• _Exercise prompt_
Retype every entry in its entirety, without alteration.

• _Given records_
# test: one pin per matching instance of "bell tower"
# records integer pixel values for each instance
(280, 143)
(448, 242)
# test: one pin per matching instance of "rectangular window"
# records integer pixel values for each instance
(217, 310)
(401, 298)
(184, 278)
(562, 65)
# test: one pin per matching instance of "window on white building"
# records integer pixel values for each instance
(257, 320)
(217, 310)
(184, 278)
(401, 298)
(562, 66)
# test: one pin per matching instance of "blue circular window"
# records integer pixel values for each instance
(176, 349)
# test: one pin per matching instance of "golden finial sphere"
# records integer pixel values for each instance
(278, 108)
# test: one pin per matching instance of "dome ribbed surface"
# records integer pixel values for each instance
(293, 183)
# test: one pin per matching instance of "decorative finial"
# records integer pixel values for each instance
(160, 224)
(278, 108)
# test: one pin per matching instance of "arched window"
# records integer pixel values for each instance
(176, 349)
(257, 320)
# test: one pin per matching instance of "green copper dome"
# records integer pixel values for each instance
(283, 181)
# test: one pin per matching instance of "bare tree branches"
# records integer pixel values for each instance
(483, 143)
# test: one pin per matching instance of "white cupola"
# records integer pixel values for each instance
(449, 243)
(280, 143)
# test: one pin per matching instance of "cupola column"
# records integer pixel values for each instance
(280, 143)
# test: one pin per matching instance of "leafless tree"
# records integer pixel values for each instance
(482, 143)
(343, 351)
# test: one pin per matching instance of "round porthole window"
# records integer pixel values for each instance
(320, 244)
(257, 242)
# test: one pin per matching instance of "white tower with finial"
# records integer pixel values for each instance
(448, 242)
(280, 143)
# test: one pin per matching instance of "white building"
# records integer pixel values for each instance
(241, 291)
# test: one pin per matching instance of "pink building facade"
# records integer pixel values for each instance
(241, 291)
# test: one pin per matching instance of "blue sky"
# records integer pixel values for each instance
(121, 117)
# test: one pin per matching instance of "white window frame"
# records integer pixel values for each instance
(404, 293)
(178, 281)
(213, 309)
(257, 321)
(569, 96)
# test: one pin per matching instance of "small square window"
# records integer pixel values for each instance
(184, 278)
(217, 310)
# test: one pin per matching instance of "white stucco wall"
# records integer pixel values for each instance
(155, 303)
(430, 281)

• _Your response_
# test: one pin per matching instance of "bell tower"
# records integer pixel values for each instance
(280, 143)
(448, 242)
# test: one pin per matching instance of "rectangular window"
# records integer pixel values for each instance
(217, 310)
(401, 298)
(184, 278)
(562, 65)
# test: one pin per matching instance of "window on white building"
# records integer pixel values for each instance
(257, 320)
(217, 310)
(184, 278)
(401, 298)
(562, 66)
# test: one pin per matching instance of "blue circular window"
# records integer pixel values for each instance
(176, 349)
# test: one pin per matching instance of "golden finial sphere"
# records integer pixel values for each instance
(278, 108)
# test: one pin per matching instance of "dome ribbed surface"
# records integer pixel values for each instance
(293, 183)
# test: one pin per matching instance of "decorative finial"
# records integer pixel values for each instance
(160, 224)
(278, 108)
# test: one pin per matching instance of "arched window"
# records integer pixel values for each instance
(176, 349)
(257, 320)
# test: one pin per matching instance of "green copper dome"
# records integer pixel values for each instance
(283, 181)
# test: one pin per matching instance of "bare tree branches"
# records integer pixel values for each instance
(483, 143)
# test: one pin per matching instance of "white cupola"
# records integer pixel values for each instance
(449, 243)
(280, 143)
# test: one pin per matching instance of "cupola column"
# records integer pixel values for each instance
(280, 143)
# test: one pin per matching instance of "leafless tree"
# records integer pixel values for each instance
(482, 143)
(343, 351)
# test: one pin per matching instance of "round porthole window"
# records integer pixel values for each instance
(320, 244)
(257, 242)
# test: one pin per matching instance of "white tower with finial"
# records integer pixel values for each instance
(448, 242)
(280, 143)
# test: one pin per matching instance of "white building"
# records integer pixel values for each instance
(241, 291)
# test: one pin per matching instance of "pink building facade"
# records integer pixel values for each instance
(241, 291)
# test: one pin per matching instance of "blue sky"
# records integer pixel values for each instance
(121, 117)
# test: one pin per matching instance of "white window frame"
# records integer pixel values for each instance
(404, 293)
(178, 281)
(213, 309)
(257, 321)
(569, 96)
# test: one pin per matching instance of "small square window"
# records integer pixel values for each instance
(184, 278)
(217, 310)
# test: one pin per matching instance of "white stucco wall"
# records integer pixel values for each instance
(155, 303)
(430, 281)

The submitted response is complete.